━━━ Data excerpts

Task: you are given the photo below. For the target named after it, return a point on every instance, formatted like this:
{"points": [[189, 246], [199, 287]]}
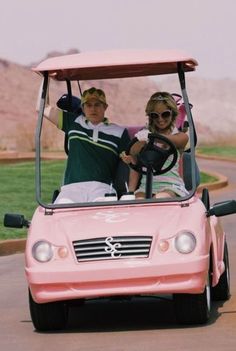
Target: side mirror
{"points": [[13, 220], [222, 209]]}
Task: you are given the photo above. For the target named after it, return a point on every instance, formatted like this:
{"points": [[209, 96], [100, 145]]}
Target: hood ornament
{"points": [[112, 247]]}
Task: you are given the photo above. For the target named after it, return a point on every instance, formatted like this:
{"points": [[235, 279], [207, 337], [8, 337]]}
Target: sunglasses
{"points": [[165, 114]]}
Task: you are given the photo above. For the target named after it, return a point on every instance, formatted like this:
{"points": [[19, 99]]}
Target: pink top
{"points": [[115, 64]]}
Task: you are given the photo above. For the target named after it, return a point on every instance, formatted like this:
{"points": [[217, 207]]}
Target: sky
{"points": [[205, 29]]}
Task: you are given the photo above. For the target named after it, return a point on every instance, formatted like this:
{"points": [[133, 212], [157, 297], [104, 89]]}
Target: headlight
{"points": [[185, 242], [42, 251]]}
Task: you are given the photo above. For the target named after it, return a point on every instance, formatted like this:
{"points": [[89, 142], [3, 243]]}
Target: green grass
{"points": [[17, 190], [219, 151]]}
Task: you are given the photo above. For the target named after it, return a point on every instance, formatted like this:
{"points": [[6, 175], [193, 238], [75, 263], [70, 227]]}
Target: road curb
{"points": [[9, 247]]}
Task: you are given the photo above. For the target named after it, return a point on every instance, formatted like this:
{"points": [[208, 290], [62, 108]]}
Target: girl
{"points": [[162, 111]]}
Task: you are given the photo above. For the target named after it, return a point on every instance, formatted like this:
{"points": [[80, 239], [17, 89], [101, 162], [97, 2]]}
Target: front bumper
{"points": [[116, 277]]}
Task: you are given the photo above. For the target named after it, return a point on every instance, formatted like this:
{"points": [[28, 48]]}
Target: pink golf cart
{"points": [[125, 247]]}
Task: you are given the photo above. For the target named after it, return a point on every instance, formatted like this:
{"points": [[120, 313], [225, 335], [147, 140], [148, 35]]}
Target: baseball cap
{"points": [[93, 93]]}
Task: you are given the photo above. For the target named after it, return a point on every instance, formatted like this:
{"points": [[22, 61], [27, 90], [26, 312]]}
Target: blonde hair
{"points": [[168, 100]]}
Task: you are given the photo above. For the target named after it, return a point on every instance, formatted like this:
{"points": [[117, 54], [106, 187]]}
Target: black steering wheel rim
{"points": [[150, 146]]}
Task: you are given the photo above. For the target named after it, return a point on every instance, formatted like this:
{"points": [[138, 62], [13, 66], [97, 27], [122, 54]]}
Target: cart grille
{"points": [[112, 247]]}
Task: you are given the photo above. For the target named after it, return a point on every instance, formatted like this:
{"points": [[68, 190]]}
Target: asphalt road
{"points": [[121, 326]]}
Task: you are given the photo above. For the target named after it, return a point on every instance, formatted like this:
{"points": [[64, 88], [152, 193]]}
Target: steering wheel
{"points": [[153, 157]]}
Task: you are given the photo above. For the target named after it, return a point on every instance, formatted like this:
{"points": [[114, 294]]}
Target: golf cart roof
{"points": [[115, 64]]}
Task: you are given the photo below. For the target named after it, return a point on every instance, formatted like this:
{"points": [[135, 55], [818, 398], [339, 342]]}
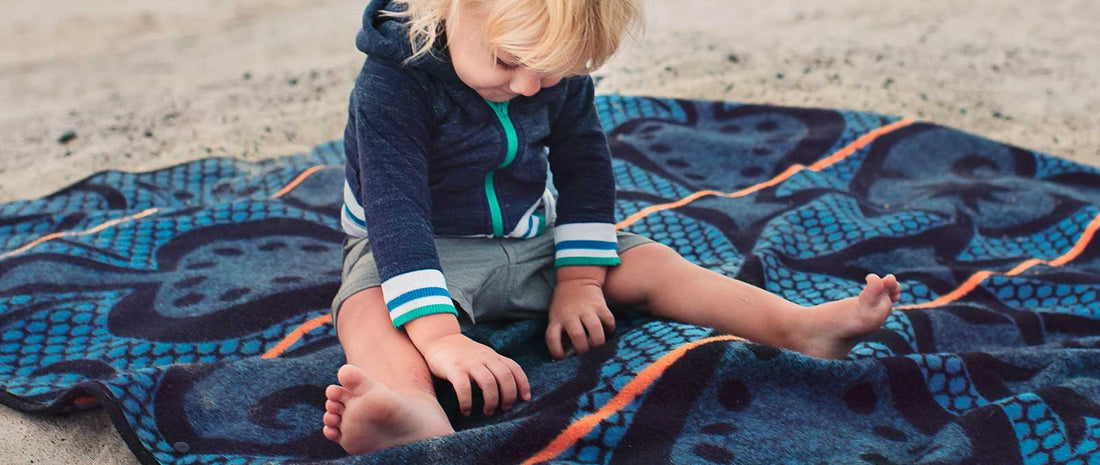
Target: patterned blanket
{"points": [[191, 303]]}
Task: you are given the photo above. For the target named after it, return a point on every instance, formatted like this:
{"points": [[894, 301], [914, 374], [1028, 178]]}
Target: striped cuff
{"points": [[417, 294], [585, 244]]}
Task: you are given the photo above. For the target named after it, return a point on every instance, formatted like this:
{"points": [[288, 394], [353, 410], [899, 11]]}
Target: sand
{"points": [[147, 85]]}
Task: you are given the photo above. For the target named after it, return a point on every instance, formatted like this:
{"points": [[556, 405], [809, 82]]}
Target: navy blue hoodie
{"points": [[427, 156]]}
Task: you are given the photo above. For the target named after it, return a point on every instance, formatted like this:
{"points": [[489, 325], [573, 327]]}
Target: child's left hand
{"points": [[579, 309]]}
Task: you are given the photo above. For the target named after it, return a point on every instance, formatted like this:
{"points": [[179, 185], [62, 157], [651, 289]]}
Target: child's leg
{"points": [[655, 278], [385, 397]]}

━━━━━━

Assignment
The copy must reproduce every entry exactly while excluding all pictures.

Finished exercise
Task: you are given the photo below. For the target named after it, return a point on every instance, formatted like this:
{"points": [[189, 246], [199, 287]]}
Target: side mirror
{"points": [[13, 220], [222, 209]]}
Task: you are given the photo above. For the target named after it, return a point on every instance, formatted like this:
{"points": [[209, 96], [100, 145]]}
Target: hood ornament
{"points": [[112, 247]]}
Task: you are given the photo above. For the target named after it, return a point on every instance, formatted like this:
{"points": [[235, 279], [207, 337], [8, 337]]}
Target: sunglasses
{"points": [[165, 114]]}
Task: you are given the photo above. For the target named after it, return a point on every instance, formatted like this:
{"points": [[19, 99]]}
Target: pink top
{"points": [[115, 64]]}
Task: you are given the photo above. For the target named after it, return a point on every instance, formatted like this:
{"points": [[217, 207]]}
Target: sky
{"points": [[205, 29]]}
Task: you are given the photo above. For the target named after it, return a point on every instance, formatted like this:
{"points": [[133, 212], [157, 297], [104, 89]]}
Target: headlight
{"points": [[185, 242], [42, 251]]}
Task: you are given the photo above. For the target named after it, return a point on every instance, formatted like this:
{"points": [[89, 142], [3, 243]]}
Target: green grass
{"points": [[17, 190], [219, 151]]}
Task: you are given the photo above. For the target named after it, return a point on every instance, formatted like this:
{"points": [[6, 175], [193, 238], [75, 263], [70, 227]]}
Target: road curb
{"points": [[9, 247]]}
Task: you are given the photo above. For the target named after it, return a point on every instance, formatted like this:
{"points": [[208, 290], [62, 108]]}
Target: girl
{"points": [[162, 111]]}
Task: you are given the photo above. For the target named after it, return a point on every instance, formatted like this:
{"points": [[80, 239], [17, 89], [101, 162], [97, 2]]}
Target: front bumper
{"points": [[116, 277]]}
Task: you are given the photo above. For the target named after it, return a point on every instance, formatted like this:
{"points": [[28, 48]]}
Target: pink golf cart
{"points": [[125, 247]]}
Task: you are given the photo above. For the target named after it, return a point on every instance, formatted like this:
{"points": [[120, 313], [225, 335], [147, 140], [148, 35]]}
Target: baseball cap
{"points": [[93, 93]]}
Task: you are given the photo above. For the target named after it, return a point on every instance, formatted like this:
{"points": [[22, 61], [27, 90], [26, 312]]}
Target: blonde hair
{"points": [[168, 100]]}
Task: you are given the photo above. For the target named after it, return a point on every instance, formatted like this:
{"points": [[117, 54], [106, 187]]}
Target: black steering wheel rim
{"points": [[150, 146]]}
Task: you are given the photo above. For the target named after it, return a point on every instance, formatted like this:
{"points": [[138, 62], [13, 66], [97, 27], [122, 54]]}
Target: cart grille
{"points": [[112, 247]]}
Task: you are given the photo above. For the target named after it, return a point on every instance, formatted like this:
{"points": [[68, 190]]}
Target: asphalt road
{"points": [[121, 326]]}
Task: you are given the photo above. For the target named after it, return a point on every instance, formatted like this:
{"points": [[64, 88], [152, 193]]}
Target: steering wheel
{"points": [[153, 157]]}
Task: you are given the photo above. For the target named after it, return a point on every instance, formatted like this:
{"points": [[114, 294]]}
Target: golf cart roof
{"points": [[115, 64]]}
Task: you are given the photo below. For the target named after it, return a point on every instance, formatted like this:
{"points": [[135, 55], [818, 398], [339, 342]]}
Target: patterned blanket
{"points": [[191, 303]]}
Task: you are given the photo above. For the target named after it, return a point on every instance, formatted like this:
{"points": [[894, 301], [914, 374], [1028, 178]]}
Target: striped cuff
{"points": [[417, 294], [585, 244]]}
Task: you are given the photo above. For the target named after it, return a point on every instance, formatted like this:
{"points": [[288, 394], [353, 410], [899, 11]]}
Target: sand
{"points": [[147, 85]]}
Task: you are given the photo above. For the target named after it, return a point on every instance, formatted like this:
{"points": [[556, 405], [809, 82]]}
Target: navy blue hoodie
{"points": [[427, 156]]}
Task: you are given the photo above. For the target named after it, return a point on every instance, formatted like this:
{"points": [[489, 325], [573, 327]]}
Target: child's left hand
{"points": [[579, 309]]}
Task: you are given the photo above. For the target named after it, return a point on every instance, formatted like this:
{"points": [[179, 185], [62, 157], [651, 289]]}
Target: child's leg
{"points": [[655, 278], [385, 397]]}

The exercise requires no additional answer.